Re: Any Hospital Doing Full CPOE
"One of our issues, for instance is that physicians don't want to answer the Collected By Nurse query when entering labs"
If we are to truly utilize CPOE we also need to support one of its foundational principles:
Decreased medical errors due to having the prescribing physician enter the order. Less steps between prescribing and dispensing or carrying out the order decreases the chance for error. Having the actual clinician who has ordered the care enter the order decreases medical errors.
Are we doing the process justice by exempting the physician from Best Practice? If the physician is ordering the lab he/she should know whether or not his/her pt has a central line that requires a nurse to draw the blood as opposed to a phlebotomist.. Just as the doctor should also know if the urine specimen has to be collected via a catheter or voided. CPOE is not just a technological process it is also a culture change
"Our ultimate goal is to have orders entered by the physician go directly to the performing department" I've set up system where the req print printed out to both the performing department and to the pt floor/unit/dept location to ensure all involved in the process are aware of procedures/tests,interventions/care ordered is administered........ printing of req or the presence of the orders on a on-line work que or work list report are seen as double checks.
"When I hear that all the physician orders print to the nursing unit - it usually means that someone on the nursing unit is then entering the order for the performing dept" I've implemented several different vendors' order entry products and have never seen that and wouldnt make that assumption.
Perhaps the problem is in our use of verbiage. "Physician orders" can print out on a nursing unit to a Kardex type report, they can print out in the form of a med rec report, and they can print out as individual requisitions.
A "req/requisition" printing out could be as a result of a "physician order" having been entered or as a result of a nursing order/intervention having been entered. Requisitions unlike physician orders are utilized to continue the OE process.
PROCESS: Lab order entered for a UA, requisition prints to lab so they know there is an order for a UA, requisition prints to unit so the staff knows they need to collect UA specimen, once UA collected req goes to lab with specimen.
"When the physicians ask what other hospitals, they are looking for a creative solution that avoids the obvious workaround of simply having an order print to the unit and then have someone on the unit enter the order for the performing dept. In addition, many areas are printing the nursing orders to the nursing unit thus avoiding having the nursing staff not rely on the PCS status board for notification of orders."
I agree whole heartily that this should be avoided. Did you post to Meditech L, NursingL, CARING and your local area NI group?
——————————
EXERCISE BRIEF
In the forum reply about full CPOE, where does the requisition go once the UA specimen has been collected?

DATASET SECTION
——————————
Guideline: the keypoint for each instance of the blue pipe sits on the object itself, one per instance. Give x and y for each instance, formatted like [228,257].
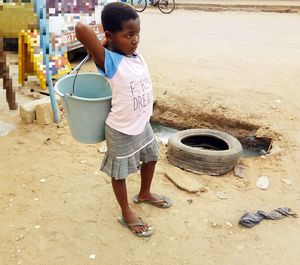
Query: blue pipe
[44,41]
——————————
EXPECTED ANSWER
It goes to the lab with the specimen.